### Required actions
1/ In the sport climber study text, what was the subjects' mean climbing experience?
2/ From the sport climber study text, print the part that opens with the words containing "Finger Strength and" and closes with "23-mm wide rung.".
3/ Proceed with the sport climber study text, carrying on from its last sentence.

Figure 2.: A) Placement of optodes over the belly of the flexor digitorum profundus; (B) fixing the optodes by dark tape; and (C) arm and finger position on the custom-made dynamometer.
Subjects
Sport climbers were chosen, as they are accustomed to the repeated nature of high-intensity contractions. As such, 32 sport climbers (age range 20–44 years) volunteered (15 males: ± SD age 27.7 ± 10.2 years; body mass 71.0 ± 9.3 kg, height 178.3 ± 9.7 cm; 17 females: age 26.3 ± 4.6, body mass 57.7 ± 5.6 kg; 166.4 ± 5.7 cm). Self-reported climbing ability ranged from 11 to 23 on the IRCRA scale which corresponds to intermediate to advanced ability level defined by Draper et al. (7 ). The mean climbing experience was 9.3 ± 6.2 years and the volume of climbing training 5.8 ± 2.3 hours per week. Subjects were healthy nonsmokers who were not taking any vascular acting medications. The study conformed to the recommendations of the local Ethics Committee in accordance with the Declaration of Helsinki. The study was approved by the Review Board of Charles University, Faculty of Physical Education and Sport. All subjects were informed of the experimental risks and signed an informed consent document before data collection.
Procedures
Body mass was measured on an electronic scale (Soehnle 7730; Soehnle Industrial Solutions GmbH, Backnang, Germany) with the subjects wearing underwear only. Height was measured using a stadiometer (SECA; Vogel & Halke GmbH, Hamburg, Germany). Forearm skinfold thickness (under the cw-NIRS optode) was measured using a skinfold calliper (Harpenden; Baty, West Sussex, United Kingdom). Adipose fat was not considered to effect the NIR signal, as skinfold measures were below the limits set by van Beekvelt et al. (25 ) (1.7 ± 0.5 and 2.0 ± 0.5 mm for male and females, respectively).
Finger Strength and Endurance Tests
Each session began with the same warm-up, which consisted of 5-minute stair walking, 5-minute traversing on a climbing wall, and 5-minute individual 1-arm intermittent hanging on a 30- and 23-mm wide rung.
To test for finger flexor strength and endurance, a custom-made dynamometer (3D-SAC; Spacelab, Sofia, Bulgaria) (Figure 2 ) was used. The dynamometer enabled the subjects to control the intensity and duration of each contraction. Furthermore, the device provided real-time feedback using both visual and acoustic signals. The dynamometer was calibrated for a wooden hold 23-mm deep which maximized activation of the flexor digitorum profundus (FDP) (23 ).

### Record extracts
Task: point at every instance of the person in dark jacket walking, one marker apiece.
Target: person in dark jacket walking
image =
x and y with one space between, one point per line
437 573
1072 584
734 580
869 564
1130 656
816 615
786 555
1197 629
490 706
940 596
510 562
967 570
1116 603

### Answers for the exercise
1/ 9.3 ± 6.2 years

2/
Finger Strength and Endurance Tests
Each session began with the same warm-up, which consisted of 5-minute stair walking, 5-minute traversing on a climbing wall, and 5-minute individual 1-arm intermittent hanging on a 30- and 23-mm wide rung.

3/
During the first visit, MVC of the dominant finger flexors was completed twice (separated by 2 minutes). On presentation of an acoustic signal, subjects were asked to progressively pull on the rock climbing hold as hard as possible for 5 seconds. Subjects were verbally encouraged to achieve maximal effort throughout. The highest value from the 2 trials was used to determine their relative workloads (60% MVC) in the following endurance trials. Maximal voluntary contraction was determined while standing with the shoulder flexed to 180° and the elbow fully extended to simulate sport-specific conditions (2 ), and to prevent blood pooling (25 ).
The intermittent handgrip endurance test was performed in the same anatomical position as the MVC trials. Each contraction was performed at 60% MVC with a ratio of 8-second contraction to 2-second relief. The test started with an acoustic signal, and subjects were provided with visual feedback to ensure that the correct force was applied. If this force dropped by more than 10% for more than 1 second, the test was automatically terminated. An acoustic signal as well as the visual display marked the start and end of each contraction/relief period. Subjects were required to achieve the desired target force as quickly as possible. Only the time in the target zone was used in the analysis.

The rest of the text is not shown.